- _TASK STATEMENT_
Rewrite all the data below in full, increasing each bounding-box coordinate in the answers by 59. Every other number stays as it is.

- _RECORDS SUPPLIED_
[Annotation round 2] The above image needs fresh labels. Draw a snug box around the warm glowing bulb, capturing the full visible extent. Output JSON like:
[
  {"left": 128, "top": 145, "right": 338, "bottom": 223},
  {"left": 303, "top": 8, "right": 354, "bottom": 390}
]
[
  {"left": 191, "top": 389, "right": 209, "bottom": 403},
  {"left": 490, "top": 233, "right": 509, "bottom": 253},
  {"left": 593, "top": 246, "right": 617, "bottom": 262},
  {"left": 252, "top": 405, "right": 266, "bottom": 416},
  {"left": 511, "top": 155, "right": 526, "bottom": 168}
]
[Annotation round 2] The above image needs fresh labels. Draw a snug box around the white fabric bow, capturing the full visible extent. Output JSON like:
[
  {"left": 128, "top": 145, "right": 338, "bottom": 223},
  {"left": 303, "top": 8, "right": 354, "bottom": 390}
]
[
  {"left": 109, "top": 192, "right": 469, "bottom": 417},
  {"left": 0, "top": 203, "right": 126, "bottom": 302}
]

- _FULL OUTPUT_
[Annotation round 2] The above image needs fresh labels. Draw a snug box around the warm glowing bulb, capturing the full visible extent. Output JSON like:
[
  {"left": 128, "top": 145, "right": 338, "bottom": 223},
  {"left": 303, "top": 8, "right": 354, "bottom": 390}
]
[
  {"left": 250, "top": 448, "right": 268, "bottom": 462},
  {"left": 549, "top": 292, "right": 568, "bottom": 312},
  {"left": 652, "top": 305, "right": 676, "bottom": 321},
  {"left": 311, "top": 464, "right": 325, "bottom": 475},
  {"left": 570, "top": 214, "right": 585, "bottom": 227}
]
[Annotation round 2] The above image needs fresh labels. Draw a snug box around the white fabric bow, capturing the full visible extent. Output JSON like:
[
  {"left": 128, "top": 145, "right": 338, "bottom": 223},
  {"left": 303, "top": 8, "right": 354, "bottom": 390}
]
[
  {"left": 168, "top": 251, "right": 528, "bottom": 476},
  {"left": 59, "top": 262, "right": 185, "bottom": 361}
]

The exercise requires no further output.